__Photo-based point labeling data__.
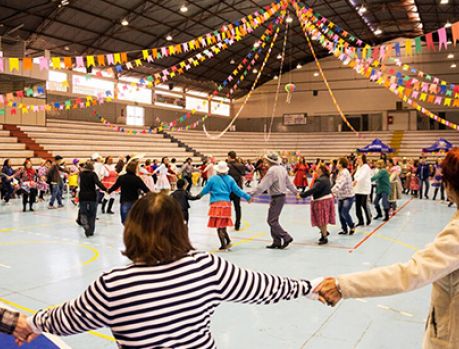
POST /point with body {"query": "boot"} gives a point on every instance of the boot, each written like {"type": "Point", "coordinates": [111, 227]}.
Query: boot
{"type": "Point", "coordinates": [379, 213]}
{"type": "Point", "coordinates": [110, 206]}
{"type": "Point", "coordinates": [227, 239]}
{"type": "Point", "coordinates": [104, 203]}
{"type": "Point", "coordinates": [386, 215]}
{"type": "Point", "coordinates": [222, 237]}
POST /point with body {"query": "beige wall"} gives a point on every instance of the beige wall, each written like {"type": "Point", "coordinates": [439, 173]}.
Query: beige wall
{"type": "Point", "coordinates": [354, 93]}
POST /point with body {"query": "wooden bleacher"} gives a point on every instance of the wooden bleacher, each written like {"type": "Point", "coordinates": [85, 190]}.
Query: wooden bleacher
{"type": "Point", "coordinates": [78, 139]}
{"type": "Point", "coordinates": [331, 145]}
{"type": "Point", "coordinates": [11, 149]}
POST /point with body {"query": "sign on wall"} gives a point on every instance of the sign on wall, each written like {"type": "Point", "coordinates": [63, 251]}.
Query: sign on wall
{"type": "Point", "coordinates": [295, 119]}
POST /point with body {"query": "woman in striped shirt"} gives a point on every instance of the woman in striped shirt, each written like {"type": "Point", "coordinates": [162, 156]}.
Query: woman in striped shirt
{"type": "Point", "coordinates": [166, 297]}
==
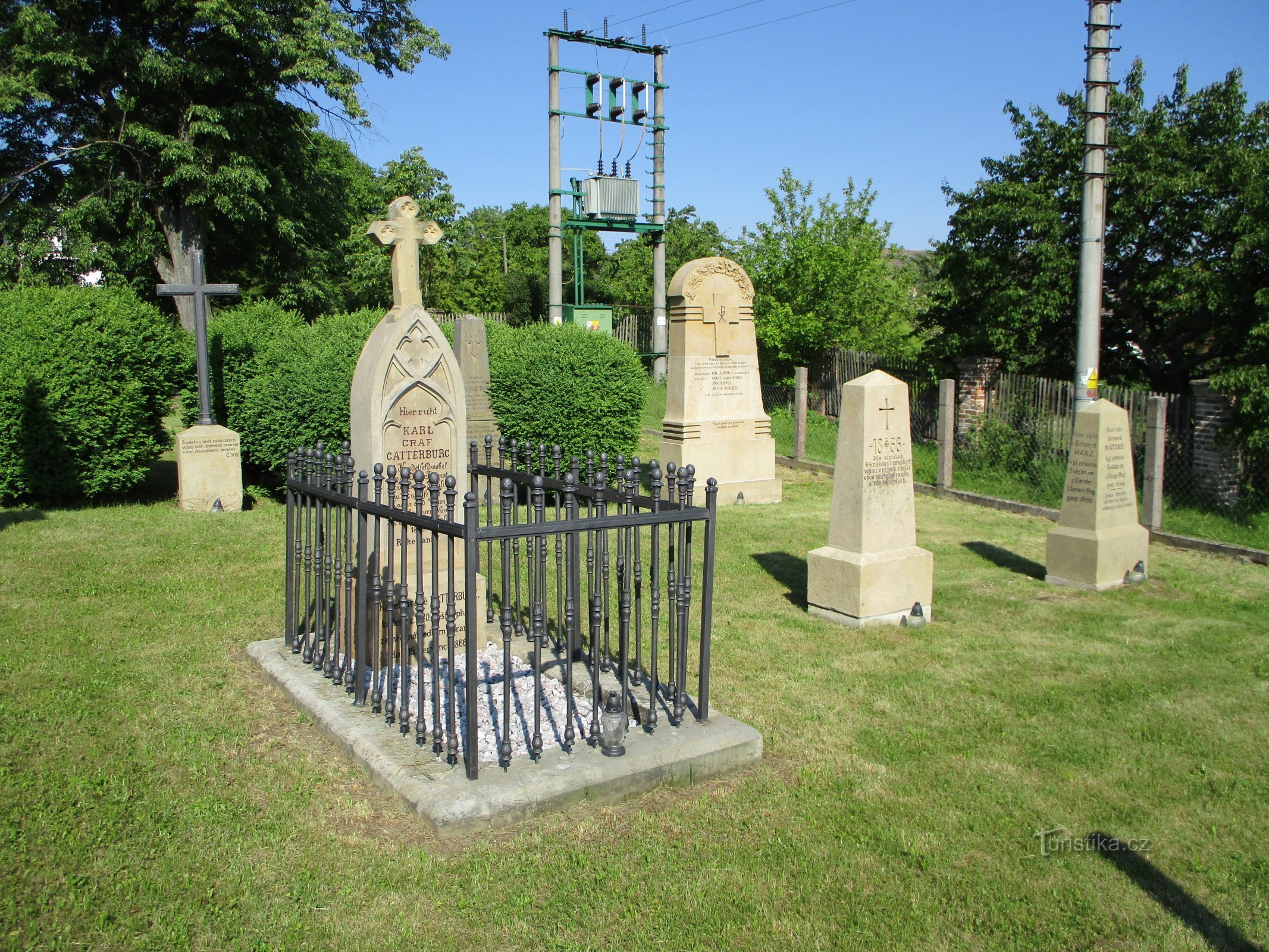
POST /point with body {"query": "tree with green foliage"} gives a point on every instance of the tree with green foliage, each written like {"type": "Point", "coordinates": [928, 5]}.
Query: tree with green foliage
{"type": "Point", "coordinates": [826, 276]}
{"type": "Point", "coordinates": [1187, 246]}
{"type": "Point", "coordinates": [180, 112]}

__Required work__. State how many lines of the rows above contain the string "wooden". Give only the number.

__Result for this task__. 2